Quote the material word for word, starting at the line that contains "Where can you see the paved" and continuing through the end of the material.

── EXCERPTED DATA ──

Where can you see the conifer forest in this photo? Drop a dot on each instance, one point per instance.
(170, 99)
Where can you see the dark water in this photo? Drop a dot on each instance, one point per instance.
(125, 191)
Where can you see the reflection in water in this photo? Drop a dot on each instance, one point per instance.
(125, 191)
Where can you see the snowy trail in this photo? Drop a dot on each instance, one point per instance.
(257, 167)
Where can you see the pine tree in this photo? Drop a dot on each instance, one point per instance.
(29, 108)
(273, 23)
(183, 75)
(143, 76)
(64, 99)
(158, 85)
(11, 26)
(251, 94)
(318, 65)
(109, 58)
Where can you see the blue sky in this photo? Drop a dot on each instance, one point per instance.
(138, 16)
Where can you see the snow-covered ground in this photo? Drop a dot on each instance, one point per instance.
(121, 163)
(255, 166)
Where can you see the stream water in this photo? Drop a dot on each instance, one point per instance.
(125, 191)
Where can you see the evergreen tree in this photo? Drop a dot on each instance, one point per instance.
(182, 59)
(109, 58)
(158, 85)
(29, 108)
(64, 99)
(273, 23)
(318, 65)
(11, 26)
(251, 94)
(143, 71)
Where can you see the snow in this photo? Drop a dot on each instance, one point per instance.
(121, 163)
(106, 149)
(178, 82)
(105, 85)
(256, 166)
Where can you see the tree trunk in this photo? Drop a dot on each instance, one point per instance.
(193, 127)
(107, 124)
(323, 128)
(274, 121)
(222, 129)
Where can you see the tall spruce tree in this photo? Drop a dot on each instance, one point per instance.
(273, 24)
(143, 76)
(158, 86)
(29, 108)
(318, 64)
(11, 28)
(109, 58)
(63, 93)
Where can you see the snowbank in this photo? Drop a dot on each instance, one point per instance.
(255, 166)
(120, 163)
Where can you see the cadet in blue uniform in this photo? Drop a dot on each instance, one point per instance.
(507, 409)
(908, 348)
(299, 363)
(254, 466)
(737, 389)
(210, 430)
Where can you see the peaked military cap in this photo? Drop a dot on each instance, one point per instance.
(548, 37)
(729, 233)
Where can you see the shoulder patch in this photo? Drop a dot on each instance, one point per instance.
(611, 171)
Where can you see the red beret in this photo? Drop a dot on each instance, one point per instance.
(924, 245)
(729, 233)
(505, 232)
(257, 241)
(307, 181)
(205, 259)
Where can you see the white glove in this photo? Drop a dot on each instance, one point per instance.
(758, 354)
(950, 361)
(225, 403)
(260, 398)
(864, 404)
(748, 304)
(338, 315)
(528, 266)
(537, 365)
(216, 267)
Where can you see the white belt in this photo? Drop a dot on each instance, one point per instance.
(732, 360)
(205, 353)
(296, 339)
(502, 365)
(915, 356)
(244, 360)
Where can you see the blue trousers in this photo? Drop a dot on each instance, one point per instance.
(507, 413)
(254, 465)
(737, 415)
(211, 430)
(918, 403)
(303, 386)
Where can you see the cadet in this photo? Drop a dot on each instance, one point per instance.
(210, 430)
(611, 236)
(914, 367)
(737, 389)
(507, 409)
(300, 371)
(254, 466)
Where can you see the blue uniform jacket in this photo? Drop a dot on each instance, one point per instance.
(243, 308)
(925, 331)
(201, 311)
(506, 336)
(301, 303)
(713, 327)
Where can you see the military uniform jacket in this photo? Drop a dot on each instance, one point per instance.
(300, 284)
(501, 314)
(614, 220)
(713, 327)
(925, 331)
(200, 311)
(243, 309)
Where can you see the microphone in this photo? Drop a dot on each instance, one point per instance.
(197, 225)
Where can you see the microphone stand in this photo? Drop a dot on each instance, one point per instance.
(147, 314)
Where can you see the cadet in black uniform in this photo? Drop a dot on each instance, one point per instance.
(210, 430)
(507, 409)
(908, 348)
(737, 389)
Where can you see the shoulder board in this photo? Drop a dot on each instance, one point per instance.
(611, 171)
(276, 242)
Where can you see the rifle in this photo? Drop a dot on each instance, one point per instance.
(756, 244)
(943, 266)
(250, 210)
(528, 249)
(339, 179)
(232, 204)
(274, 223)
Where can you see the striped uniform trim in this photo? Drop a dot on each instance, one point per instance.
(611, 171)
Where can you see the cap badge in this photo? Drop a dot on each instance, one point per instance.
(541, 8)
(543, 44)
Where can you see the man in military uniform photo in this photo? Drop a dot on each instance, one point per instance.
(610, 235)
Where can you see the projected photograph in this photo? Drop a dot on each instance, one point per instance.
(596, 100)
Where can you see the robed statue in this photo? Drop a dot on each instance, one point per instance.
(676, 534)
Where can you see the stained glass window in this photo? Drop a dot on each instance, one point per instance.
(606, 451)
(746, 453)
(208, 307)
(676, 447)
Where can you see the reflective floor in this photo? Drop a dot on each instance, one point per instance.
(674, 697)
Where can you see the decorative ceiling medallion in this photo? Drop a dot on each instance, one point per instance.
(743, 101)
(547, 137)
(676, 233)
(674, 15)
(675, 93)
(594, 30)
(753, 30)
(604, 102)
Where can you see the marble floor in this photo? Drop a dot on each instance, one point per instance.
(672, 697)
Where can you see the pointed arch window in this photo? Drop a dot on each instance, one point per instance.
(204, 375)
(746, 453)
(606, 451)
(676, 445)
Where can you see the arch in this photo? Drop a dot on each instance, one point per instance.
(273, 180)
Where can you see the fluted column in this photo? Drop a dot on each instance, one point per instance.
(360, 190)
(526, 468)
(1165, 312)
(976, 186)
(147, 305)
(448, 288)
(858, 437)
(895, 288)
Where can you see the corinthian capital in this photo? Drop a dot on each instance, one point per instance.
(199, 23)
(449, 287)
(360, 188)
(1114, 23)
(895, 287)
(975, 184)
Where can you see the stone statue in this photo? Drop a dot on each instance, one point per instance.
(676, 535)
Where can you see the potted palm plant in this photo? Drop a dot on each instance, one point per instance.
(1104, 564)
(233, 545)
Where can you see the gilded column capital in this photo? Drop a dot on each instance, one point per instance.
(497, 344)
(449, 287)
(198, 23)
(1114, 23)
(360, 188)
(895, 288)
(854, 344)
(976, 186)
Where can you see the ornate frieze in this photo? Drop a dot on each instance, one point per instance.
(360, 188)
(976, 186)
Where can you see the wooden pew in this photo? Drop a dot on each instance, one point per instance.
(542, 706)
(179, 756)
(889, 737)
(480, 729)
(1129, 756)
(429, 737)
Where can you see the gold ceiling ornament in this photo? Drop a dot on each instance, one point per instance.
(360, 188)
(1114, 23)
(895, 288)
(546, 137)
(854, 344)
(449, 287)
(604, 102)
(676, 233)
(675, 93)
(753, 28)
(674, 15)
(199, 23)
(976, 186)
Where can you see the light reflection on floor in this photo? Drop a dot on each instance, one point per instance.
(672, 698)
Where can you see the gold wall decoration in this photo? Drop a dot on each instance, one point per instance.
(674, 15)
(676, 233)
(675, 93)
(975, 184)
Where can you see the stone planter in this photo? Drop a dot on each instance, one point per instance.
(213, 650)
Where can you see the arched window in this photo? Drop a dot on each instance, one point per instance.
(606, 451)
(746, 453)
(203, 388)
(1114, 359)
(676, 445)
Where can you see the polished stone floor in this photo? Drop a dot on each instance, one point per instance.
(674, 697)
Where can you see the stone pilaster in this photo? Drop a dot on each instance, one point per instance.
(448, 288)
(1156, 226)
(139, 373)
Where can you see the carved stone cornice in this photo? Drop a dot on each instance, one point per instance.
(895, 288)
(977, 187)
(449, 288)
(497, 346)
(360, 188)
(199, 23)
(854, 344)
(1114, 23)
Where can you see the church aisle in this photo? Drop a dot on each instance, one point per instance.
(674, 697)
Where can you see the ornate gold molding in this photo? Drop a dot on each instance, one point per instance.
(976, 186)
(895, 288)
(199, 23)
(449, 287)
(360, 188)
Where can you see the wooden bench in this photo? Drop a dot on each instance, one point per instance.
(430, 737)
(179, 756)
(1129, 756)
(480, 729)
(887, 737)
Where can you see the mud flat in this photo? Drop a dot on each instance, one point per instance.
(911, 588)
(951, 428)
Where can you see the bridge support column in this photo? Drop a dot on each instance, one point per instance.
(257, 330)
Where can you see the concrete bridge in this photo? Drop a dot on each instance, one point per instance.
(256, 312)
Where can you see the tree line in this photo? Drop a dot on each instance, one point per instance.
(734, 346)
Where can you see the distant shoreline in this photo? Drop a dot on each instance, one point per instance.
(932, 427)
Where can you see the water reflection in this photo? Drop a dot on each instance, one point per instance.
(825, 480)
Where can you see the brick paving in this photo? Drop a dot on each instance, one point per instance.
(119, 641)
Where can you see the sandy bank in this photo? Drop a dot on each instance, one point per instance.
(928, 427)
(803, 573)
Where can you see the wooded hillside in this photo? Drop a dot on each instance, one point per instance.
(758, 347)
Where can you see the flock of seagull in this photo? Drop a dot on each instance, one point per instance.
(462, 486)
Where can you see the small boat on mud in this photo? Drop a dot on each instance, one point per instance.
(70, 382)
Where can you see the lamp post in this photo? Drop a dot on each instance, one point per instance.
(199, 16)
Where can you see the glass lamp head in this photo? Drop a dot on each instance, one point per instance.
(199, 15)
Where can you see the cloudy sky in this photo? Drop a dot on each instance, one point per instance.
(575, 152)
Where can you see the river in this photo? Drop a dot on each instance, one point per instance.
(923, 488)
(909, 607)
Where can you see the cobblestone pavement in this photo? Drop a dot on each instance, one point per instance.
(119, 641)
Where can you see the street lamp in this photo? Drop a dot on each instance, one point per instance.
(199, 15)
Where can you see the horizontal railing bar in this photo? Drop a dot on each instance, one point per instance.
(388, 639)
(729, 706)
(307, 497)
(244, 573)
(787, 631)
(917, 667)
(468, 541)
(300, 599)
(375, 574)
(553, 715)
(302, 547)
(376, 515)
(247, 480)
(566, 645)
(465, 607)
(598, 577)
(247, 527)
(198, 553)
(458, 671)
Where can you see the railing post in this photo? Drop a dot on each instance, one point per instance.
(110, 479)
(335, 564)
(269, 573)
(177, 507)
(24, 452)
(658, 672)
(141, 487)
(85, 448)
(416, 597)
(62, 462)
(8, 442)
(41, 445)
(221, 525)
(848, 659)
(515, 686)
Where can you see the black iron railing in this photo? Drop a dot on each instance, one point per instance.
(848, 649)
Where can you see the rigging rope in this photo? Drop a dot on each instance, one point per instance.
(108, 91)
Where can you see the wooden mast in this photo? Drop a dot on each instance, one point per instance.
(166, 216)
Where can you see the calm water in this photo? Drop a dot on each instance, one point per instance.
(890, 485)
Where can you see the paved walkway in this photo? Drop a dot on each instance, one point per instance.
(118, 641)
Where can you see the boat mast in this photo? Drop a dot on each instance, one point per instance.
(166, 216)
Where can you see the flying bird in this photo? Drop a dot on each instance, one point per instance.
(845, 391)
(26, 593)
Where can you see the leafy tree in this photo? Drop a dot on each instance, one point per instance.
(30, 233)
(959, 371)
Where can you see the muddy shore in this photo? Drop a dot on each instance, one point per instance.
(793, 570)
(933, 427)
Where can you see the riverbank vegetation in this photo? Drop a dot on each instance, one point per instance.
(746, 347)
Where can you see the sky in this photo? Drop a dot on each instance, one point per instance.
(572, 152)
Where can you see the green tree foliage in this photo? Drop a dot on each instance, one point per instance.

───

REPLY -
Where can you see the paved walkway in this photo? Drop a dot on each instance, one point per instance.
(118, 641)
Where can you see the boat mast in this photo? Drop a dot on each instance, one point per instance.
(166, 216)
Where can you see the flying bird in this photo? Drop a dot on each instance, one point per instance.
(845, 391)
(26, 593)
Where can you see the leafy tree in this photo? Drop a dot on each instance, one point per instance.
(30, 233)
(959, 371)
Where can you see the muddy shore in this photo? Drop a dot on each instance, one point per instance.
(793, 570)
(933, 427)
Where can you see the riverbank vegetation in this photo? Drop a dot on each instance, one point per instance.
(746, 347)
Where can you see the sky in this photo? Drop a dot on each instance, one point per instance.
(572, 152)
Where can you see the green tree foliage in this photo? Drop a dot on each instance, one point per instance.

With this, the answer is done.